## EXTRAIT À LIRE
Svein Hansen, le Président de la Fédération Européenne d’Athlétisme, a été mis en cause par le sauteur en hauteur Patrick Sjöberg, qui l’accuse de complicité à l’égard du dopage, en protégeant des athlètes durant les années où il dirigeait le meeting d’Oslo.
Des athlètes payés pour uriner à la place d’autres athlètes. Des échantillons échangés. Des médecins payés au black pour orienter leurs contrôles. Les informations sont glauques, et concernent Svein Hansen, qui aurait été coupable de jouer « double jeu » durant la période où il assumait la direction du meeting d’Oslo entre 1985 et 2009.
Le patron de la Fédération Européenne d’Athlétisme se voit ainsi mis en cause par son compatriote, Patrick Sjöberg. L’ancien sauteur en hauteur a dévoilé ses accusations dans la presse suédoise auprès d’Aftonbladet et le quotidien norvégien VG a recueilli plusieurs témoignages confirmant les dires de l’ex-athlète.
A l’origine de ce grand déballage, la proposition faite par Svein Hansen, de supprimer les records d’Europe établis avant 2005, pour « nettoyer » les tablettes de performances douteuses. Cette grande purge a suscité des réactions très hostiles de nombreux athlètes concernés, ulcérés de se voir ainsi associés à d’autres athlètes aux pratiques douteuses.
Patrick Sjöberg ne s’est pas contenté de protester sur ce projet de Svein Hansen, il est passé à l’attaque en évoquant publiquement les pratiques douteuses de celui-ci, dans les années où il présidait le meeting d’Oslo, célèbre dans ces années-là par le nombre de records du monde qui y avaient été réalisés.
Ce serait justement pour obtenir ces résultats que Svein Hansen se serait rendu complice de faits de dopage. En particulier en payant des athlètes réputés « propres » pour qu’ils urinent à la place d’autres athlètes, douteux. Selon Patrick Sjöberg, qui affirme avoir accepté à l’époque de jouer le « remplaçant », le tarif était fixé entre 500 et 1000 dollars.

## DONNÉES FOURNIES
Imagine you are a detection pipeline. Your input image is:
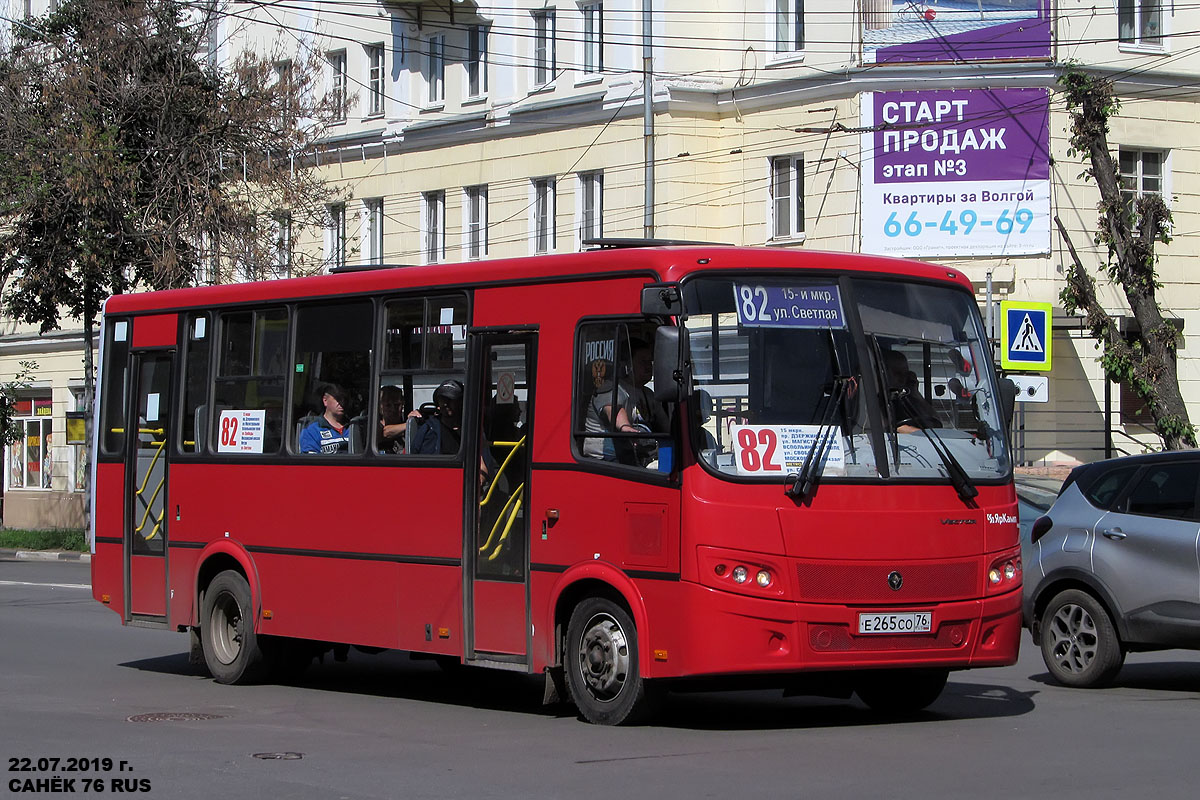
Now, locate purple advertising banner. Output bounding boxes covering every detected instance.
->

## TRAVAIL DEMANDÉ
1) D'après l'article sur les accusations visant Svein Hansen, pendant quelles années a-t-il dirigé le meeting d'Oslo ?
2) Rédigez la suite de l'article sur les accusations visant Svein Hansen.

## LISTE DES RÉPONSES
1) De 1985 à 2009.

2)
Svein Hansen aurait aussi été actif pour orienter les contrôles sur certaines épreuves plutôt que d’autres, et aurait payé les médecins préleveurs en cash au black pour qu’ils ferment les yeux sur ces dérives.
Patrick Sjöberg n’est pas tout seul à porter de telles accusations. Le journaliste du quotidien VG a mené l’enquête, et a rencontré plusieurs personnes validant de tels faits. En particulier Anne Lise Hammer, une journaliste norvégienne, qui a été l’attachée de presse du meeting d’Oslo, également un temps manager de Linford Christie, et qui relaie avec force ces affirmations qu’elle avait déjà formulées dans un livre « Doping Express» publié en 1988.
A l’époque, Svein Hansen l’avait menacé de l’attaquer pour diffamation, mais il n’en a rien été. Et les propos actuels d’Anne Lise Hammer ont d’autant plus de poids qu’elle est maintenant responsable de la communication pour l’Institut Norvégien de Recherche de la Défense…
Ingrid Kristiansen se révèle également accusatrice de Svein Hansen, révélant par exemple qu’elle avait été soumise à un contrôle anti-dopage au lendemain du meeting d’Oslo, parce que le quota de contrôles n’avait pas été atteint la veille…
Ingrid Kristiansen soutient vigoureusement Patrick Sjöberg, en rappelant que l’ancien sauteur en hauteur a été dans le passé déjà très courageux pour dévoiler un autre secret, bien plus douloureux, celui des actes d’abus sexuel dont il avait été victime toute son adolescence de la part de son entraîneur Viljo Nousiainen, décédé depuis. Patrick Sjöberg avait gardé des années le silence sur les agissements de son coach, devenu son beau-père après son mariage, mais après une longue dérive psychologique, il avait révélé ces actes publiquement en 2011, en compagnie de Yannick Tregaro, un autre athlète concerné.
Svein Hansen, interrogé par la presse suédoise et norvégienne, a complètement réfuté ces faits, les estimant farfelus, et déclarant au contraire que tous les tests effectués durant les Bislett Games respectaient les règles fixées, comme l’affirme également Rune Andersen, responsable de l’Agence anti Dopage Norvégienne. Pour Svein Hansen, les témoignages à charge de Patrick Sjöberg, Anne Lise Hamer, ou encore Ingrid Kristiansen, n’ont pas de base réelle. Et il tient à souligner que l’histoire véhiculée par Anne Lise Hamer et le Hollandais Henk Kraaijenhof, un coach controversé, selon laquelle il aurait lui-même, uriné à la place d’une grosse pointure de l’athlétisme, n’est en réalité qu’une simple blague qu’il aurait imaginée pour s’amuser il y a plus de 30 ans…
- Texte : Odile Baudrier
- Photo : D.R.
Mise à jour du 19 mai 2017 : A la suite de la menace de poursuites par Svein Hansen à l’encontre de Patrick Sjöberg, le sauteur en hauteur aurait retiré ses propos, soutient Svein Hansen dans une interview accordée à « Sportscal »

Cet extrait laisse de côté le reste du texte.